▶ **Task objective**: The records appear below. Set down exactly each line from the one that contains "Ground futuristic streamlined" through the last, both included.

Image-backed grounding data:
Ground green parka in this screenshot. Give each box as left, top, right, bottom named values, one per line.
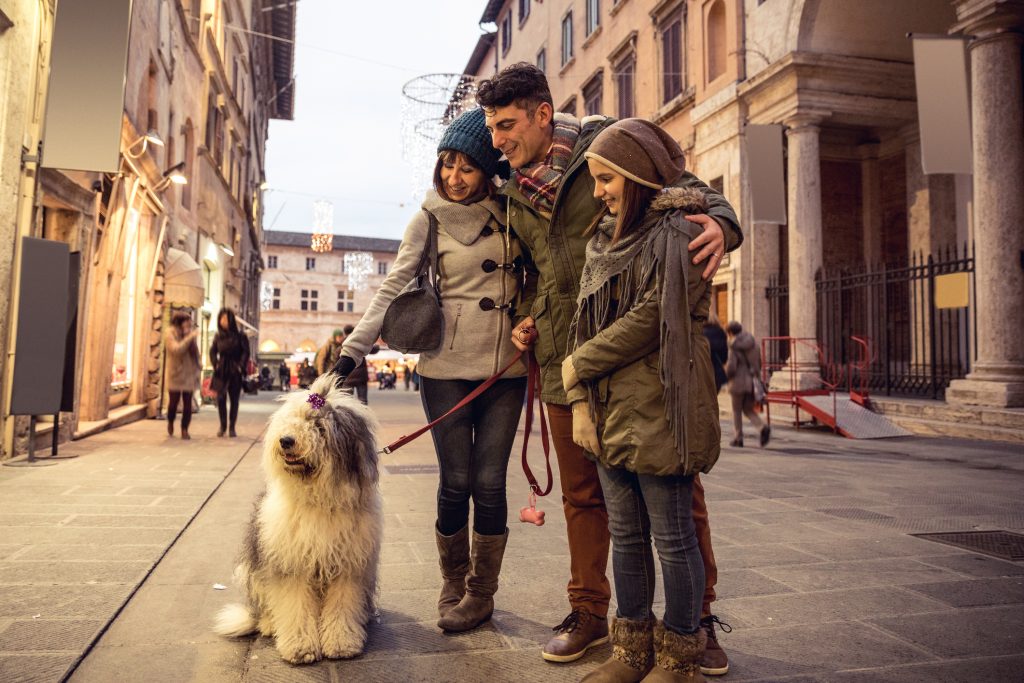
left=567, top=187, right=721, bottom=476
left=506, top=115, right=743, bottom=405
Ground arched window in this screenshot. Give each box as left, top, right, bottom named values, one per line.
left=707, top=0, right=727, bottom=83
left=259, top=339, right=280, bottom=353
left=297, top=339, right=317, bottom=353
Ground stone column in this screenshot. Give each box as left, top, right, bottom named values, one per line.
left=772, top=113, right=824, bottom=389
left=947, top=28, right=1024, bottom=407
left=859, top=143, right=883, bottom=266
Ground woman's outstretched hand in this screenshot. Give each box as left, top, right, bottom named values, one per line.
left=331, top=355, right=357, bottom=387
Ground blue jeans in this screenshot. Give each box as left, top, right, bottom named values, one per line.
left=420, top=376, right=527, bottom=536
left=597, top=464, right=704, bottom=635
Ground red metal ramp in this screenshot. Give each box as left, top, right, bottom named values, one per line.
left=797, top=393, right=913, bottom=439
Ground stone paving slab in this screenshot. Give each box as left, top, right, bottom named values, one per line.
left=0, top=389, right=1018, bottom=682
left=0, top=396, right=273, bottom=682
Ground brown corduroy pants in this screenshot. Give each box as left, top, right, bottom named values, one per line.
left=545, top=404, right=720, bottom=619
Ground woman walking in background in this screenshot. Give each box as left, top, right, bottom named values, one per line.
left=210, top=308, right=249, bottom=438
left=725, top=321, right=770, bottom=448
left=165, top=311, right=200, bottom=439
left=563, top=119, right=730, bottom=682
left=333, top=108, right=528, bottom=634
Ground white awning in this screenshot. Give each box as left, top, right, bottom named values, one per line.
left=164, top=248, right=204, bottom=308
left=235, top=315, right=259, bottom=336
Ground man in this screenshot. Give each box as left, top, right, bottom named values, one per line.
left=314, top=328, right=347, bottom=375
left=478, top=63, right=741, bottom=674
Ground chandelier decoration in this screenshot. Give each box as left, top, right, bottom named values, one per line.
left=344, top=252, right=373, bottom=292
left=311, top=200, right=334, bottom=253
left=400, top=73, right=478, bottom=199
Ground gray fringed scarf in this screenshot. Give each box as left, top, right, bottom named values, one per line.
left=573, top=187, right=709, bottom=457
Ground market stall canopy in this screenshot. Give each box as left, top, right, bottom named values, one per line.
left=164, top=248, right=204, bottom=307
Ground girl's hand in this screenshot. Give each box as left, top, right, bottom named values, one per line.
left=561, top=356, right=579, bottom=392
left=685, top=214, right=726, bottom=280
left=571, top=401, right=602, bottom=456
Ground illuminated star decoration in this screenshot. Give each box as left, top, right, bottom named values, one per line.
left=306, top=393, right=326, bottom=411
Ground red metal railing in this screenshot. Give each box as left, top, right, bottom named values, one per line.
left=760, top=336, right=842, bottom=433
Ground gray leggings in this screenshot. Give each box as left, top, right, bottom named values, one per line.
left=731, top=392, right=763, bottom=440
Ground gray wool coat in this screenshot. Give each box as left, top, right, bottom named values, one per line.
left=342, top=190, right=528, bottom=381
left=725, top=331, right=761, bottom=396
left=165, top=328, right=201, bottom=392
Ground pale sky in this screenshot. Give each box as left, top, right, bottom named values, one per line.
left=263, top=0, right=489, bottom=240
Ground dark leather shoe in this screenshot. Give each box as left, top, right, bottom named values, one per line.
left=759, top=426, right=771, bottom=447
left=542, top=609, right=609, bottom=663
left=699, top=615, right=731, bottom=676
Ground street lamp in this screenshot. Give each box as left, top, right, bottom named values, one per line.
left=125, top=130, right=164, bottom=159
left=311, top=200, right=334, bottom=253
left=153, top=161, right=188, bottom=191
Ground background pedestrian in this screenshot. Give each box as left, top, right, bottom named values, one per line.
left=703, top=312, right=729, bottom=393
left=210, top=308, right=250, bottom=438
left=725, top=321, right=770, bottom=448
left=277, top=360, right=291, bottom=391
left=165, top=311, right=200, bottom=439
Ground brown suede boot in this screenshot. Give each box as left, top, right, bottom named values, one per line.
left=437, top=529, right=507, bottom=632
left=435, top=525, right=469, bottom=618
left=641, top=622, right=707, bottom=682
left=581, top=617, right=654, bottom=682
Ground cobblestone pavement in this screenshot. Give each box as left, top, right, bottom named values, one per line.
left=0, top=388, right=1021, bottom=682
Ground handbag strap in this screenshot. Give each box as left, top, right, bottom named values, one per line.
left=423, top=210, right=441, bottom=299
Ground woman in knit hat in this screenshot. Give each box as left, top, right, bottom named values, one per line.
left=562, top=118, right=735, bottom=683
left=332, top=107, right=528, bottom=634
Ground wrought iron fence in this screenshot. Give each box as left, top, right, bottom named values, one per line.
left=767, top=242, right=975, bottom=399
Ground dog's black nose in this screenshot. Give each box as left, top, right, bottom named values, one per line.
left=279, top=436, right=295, bottom=450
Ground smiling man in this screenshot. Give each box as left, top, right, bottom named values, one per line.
left=478, top=63, right=743, bottom=673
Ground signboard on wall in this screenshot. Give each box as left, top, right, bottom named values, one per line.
left=745, top=124, right=787, bottom=224
left=10, top=238, right=70, bottom=415
left=912, top=36, right=972, bottom=175
left=41, top=0, right=134, bottom=172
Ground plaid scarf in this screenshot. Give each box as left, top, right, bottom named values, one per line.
left=513, top=113, right=581, bottom=215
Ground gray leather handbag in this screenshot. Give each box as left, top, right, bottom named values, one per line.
left=380, top=211, right=444, bottom=353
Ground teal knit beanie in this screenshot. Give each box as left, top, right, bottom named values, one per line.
left=437, top=108, right=510, bottom=180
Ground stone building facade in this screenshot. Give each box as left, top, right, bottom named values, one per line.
left=257, top=231, right=401, bottom=357
left=462, top=0, right=1024, bottom=408
left=0, top=0, right=295, bottom=459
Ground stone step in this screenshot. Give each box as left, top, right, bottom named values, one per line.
left=869, top=397, right=1024, bottom=431
left=870, top=412, right=1024, bottom=444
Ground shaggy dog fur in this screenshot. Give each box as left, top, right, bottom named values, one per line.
left=214, top=374, right=383, bottom=664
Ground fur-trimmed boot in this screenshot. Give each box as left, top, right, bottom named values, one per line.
left=437, top=529, right=507, bottom=632
left=641, top=622, right=707, bottom=682
left=435, top=525, right=469, bottom=618
left=581, top=617, right=654, bottom=682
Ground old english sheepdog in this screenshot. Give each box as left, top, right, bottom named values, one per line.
left=214, top=374, right=383, bottom=664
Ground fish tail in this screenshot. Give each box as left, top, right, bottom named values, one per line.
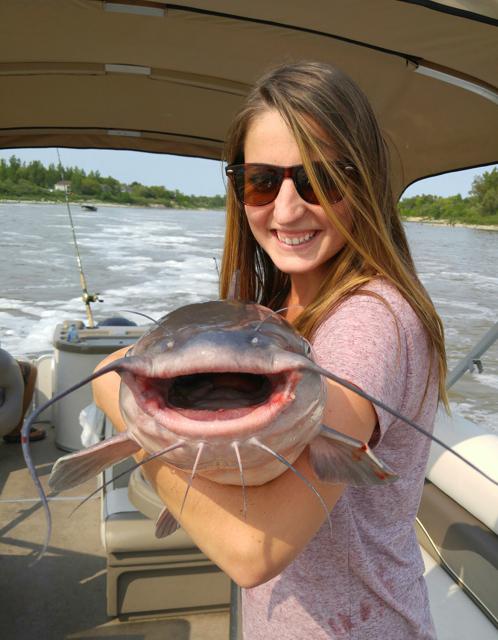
left=20, top=433, right=51, bottom=566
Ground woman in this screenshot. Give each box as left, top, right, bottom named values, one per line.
left=94, top=62, right=447, bottom=639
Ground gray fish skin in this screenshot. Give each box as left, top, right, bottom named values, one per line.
left=118, top=300, right=327, bottom=485
left=49, top=299, right=394, bottom=494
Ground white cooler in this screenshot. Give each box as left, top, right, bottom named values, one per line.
left=52, top=321, right=148, bottom=451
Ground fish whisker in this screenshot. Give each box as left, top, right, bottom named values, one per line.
left=232, top=442, right=247, bottom=519
left=307, top=361, right=498, bottom=487
left=119, top=310, right=160, bottom=325
left=249, top=437, right=332, bottom=535
left=69, top=441, right=185, bottom=518
left=179, top=442, right=204, bottom=516
left=21, top=357, right=131, bottom=565
left=253, top=305, right=302, bottom=333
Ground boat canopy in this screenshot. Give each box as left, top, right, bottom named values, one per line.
left=0, top=0, right=496, bottom=196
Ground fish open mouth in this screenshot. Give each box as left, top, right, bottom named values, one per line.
left=123, top=368, right=300, bottom=437
left=168, top=372, right=273, bottom=410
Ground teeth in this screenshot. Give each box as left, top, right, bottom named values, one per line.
left=276, top=231, right=317, bottom=246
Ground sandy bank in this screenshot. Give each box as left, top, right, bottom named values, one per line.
left=403, top=217, right=498, bottom=232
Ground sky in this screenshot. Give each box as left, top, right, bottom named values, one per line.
left=0, top=147, right=494, bottom=199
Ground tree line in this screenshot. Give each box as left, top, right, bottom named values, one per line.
left=0, top=156, right=496, bottom=224
left=0, top=156, right=226, bottom=210
left=398, top=168, right=497, bottom=226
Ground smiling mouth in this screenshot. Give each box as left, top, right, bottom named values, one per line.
left=274, top=230, right=319, bottom=246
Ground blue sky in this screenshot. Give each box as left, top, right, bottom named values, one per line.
left=0, top=147, right=494, bottom=199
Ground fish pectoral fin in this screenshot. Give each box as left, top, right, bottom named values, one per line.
left=308, top=425, right=398, bottom=486
left=155, top=506, right=180, bottom=538
left=49, top=432, right=141, bottom=491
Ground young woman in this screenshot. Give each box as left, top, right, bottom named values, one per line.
left=94, top=62, right=447, bottom=639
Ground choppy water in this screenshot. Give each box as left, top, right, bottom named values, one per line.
left=0, top=202, right=496, bottom=432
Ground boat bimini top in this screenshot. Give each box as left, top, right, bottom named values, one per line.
left=0, top=0, right=496, bottom=197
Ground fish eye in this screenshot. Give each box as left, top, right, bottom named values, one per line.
left=302, top=338, right=312, bottom=356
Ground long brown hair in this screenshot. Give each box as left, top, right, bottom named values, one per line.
left=220, top=61, right=448, bottom=407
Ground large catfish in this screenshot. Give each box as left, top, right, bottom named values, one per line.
left=21, top=298, right=494, bottom=562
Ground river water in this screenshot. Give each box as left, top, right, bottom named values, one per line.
left=0, top=202, right=496, bottom=432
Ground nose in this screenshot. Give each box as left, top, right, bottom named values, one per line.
left=272, top=175, right=307, bottom=225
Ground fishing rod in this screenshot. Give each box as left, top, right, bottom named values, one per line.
left=56, top=148, right=101, bottom=328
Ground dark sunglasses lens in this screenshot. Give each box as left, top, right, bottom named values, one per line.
left=229, top=163, right=346, bottom=206
left=295, top=165, right=343, bottom=204
left=294, top=166, right=319, bottom=204
left=236, top=165, right=280, bottom=205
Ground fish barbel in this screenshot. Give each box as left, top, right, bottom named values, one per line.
left=21, top=298, right=496, bottom=562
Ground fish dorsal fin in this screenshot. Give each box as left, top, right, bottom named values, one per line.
left=227, top=270, right=241, bottom=301
left=155, top=506, right=180, bottom=537
left=49, top=432, right=141, bottom=491
left=309, top=425, right=398, bottom=486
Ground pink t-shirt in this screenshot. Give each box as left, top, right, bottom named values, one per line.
left=242, top=279, right=439, bottom=639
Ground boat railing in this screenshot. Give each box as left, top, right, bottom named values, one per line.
left=446, top=321, right=498, bottom=389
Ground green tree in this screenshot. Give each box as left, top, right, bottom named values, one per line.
left=25, top=160, right=46, bottom=186
left=0, top=159, right=8, bottom=181
left=0, top=154, right=228, bottom=210
left=8, top=155, right=22, bottom=179
left=46, top=163, right=61, bottom=187
left=80, top=177, right=102, bottom=196
left=470, top=168, right=498, bottom=216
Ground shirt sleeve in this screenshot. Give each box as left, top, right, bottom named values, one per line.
left=311, top=293, right=408, bottom=445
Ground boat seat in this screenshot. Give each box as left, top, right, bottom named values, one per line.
left=421, top=546, right=498, bottom=639
left=0, top=348, right=27, bottom=437
left=100, top=417, right=231, bottom=618
left=416, top=479, right=498, bottom=630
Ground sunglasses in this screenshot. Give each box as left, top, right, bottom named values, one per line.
left=225, top=162, right=354, bottom=207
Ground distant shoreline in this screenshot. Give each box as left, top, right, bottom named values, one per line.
left=0, top=198, right=225, bottom=211
left=1, top=200, right=496, bottom=229
left=402, top=216, right=498, bottom=231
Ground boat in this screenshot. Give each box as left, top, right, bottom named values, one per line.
left=81, top=204, right=98, bottom=212
left=0, top=2, right=496, bottom=638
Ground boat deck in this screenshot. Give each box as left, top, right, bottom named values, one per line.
left=2, top=415, right=497, bottom=639
left=0, top=424, right=229, bottom=639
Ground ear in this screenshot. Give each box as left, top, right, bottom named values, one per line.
left=49, top=432, right=141, bottom=491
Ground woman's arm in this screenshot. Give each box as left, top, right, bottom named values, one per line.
left=92, top=348, right=376, bottom=587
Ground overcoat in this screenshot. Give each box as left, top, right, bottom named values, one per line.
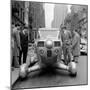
left=72, top=31, right=80, bottom=56
left=13, top=27, right=21, bottom=57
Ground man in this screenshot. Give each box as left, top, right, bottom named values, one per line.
left=71, top=30, right=80, bottom=63
left=20, top=26, right=28, bottom=64
left=12, top=24, right=21, bottom=67
left=61, top=26, right=73, bottom=65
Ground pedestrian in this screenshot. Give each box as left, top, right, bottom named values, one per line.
left=12, top=24, right=21, bottom=68
left=20, top=26, right=28, bottom=64
left=71, top=30, right=80, bottom=63
left=61, top=26, right=73, bottom=65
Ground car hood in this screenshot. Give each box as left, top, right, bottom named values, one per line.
left=37, top=37, right=61, bottom=41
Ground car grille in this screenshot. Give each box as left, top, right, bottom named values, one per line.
left=47, top=50, right=52, bottom=57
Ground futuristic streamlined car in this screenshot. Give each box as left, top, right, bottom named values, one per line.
left=19, top=28, right=77, bottom=78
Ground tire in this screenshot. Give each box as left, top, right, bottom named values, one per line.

▶ **Result for this exercise**:
Ground futuristic streamlined car in this screenshot. Give each box as left, top, right, bottom named values, one per line.
left=19, top=28, right=77, bottom=78
Ground tire in this screenshot. Give each box as left, top, right, bottom named values, one per line.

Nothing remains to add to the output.